**What is asked:** Render the material from the line containing "Rules. Find each instance of the banner" through the line containing "point(808, 324)" as a JSON list of strings, one string per line, with blank lines left out.

**Records for this exercise:**
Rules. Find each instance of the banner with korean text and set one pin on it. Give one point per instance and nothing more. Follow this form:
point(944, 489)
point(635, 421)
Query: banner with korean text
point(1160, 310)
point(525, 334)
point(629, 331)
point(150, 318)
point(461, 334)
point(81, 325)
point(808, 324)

---

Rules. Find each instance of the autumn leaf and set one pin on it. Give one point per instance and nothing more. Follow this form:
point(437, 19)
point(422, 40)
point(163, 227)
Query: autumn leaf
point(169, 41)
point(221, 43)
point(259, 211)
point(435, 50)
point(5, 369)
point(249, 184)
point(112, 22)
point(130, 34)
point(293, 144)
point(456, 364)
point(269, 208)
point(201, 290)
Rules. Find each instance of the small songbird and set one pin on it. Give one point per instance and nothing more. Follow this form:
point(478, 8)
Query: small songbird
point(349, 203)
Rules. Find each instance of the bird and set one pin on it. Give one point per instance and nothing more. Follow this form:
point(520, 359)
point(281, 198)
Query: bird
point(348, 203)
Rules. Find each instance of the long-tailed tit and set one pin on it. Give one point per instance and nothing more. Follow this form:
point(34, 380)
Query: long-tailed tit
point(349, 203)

**Reply to the exercise:**
[
  "Rules. Find each instance of the banner with korean text and set one pin on it. Give one point per instance and nothing more. Follow this form:",
  "point(944, 489)",
  "point(635, 421)",
  "Query: banner with korean text",
  "point(1160, 310)",
  "point(525, 334)",
  "point(629, 331)",
  "point(150, 318)",
  "point(461, 334)",
  "point(81, 325)",
  "point(808, 324)"
]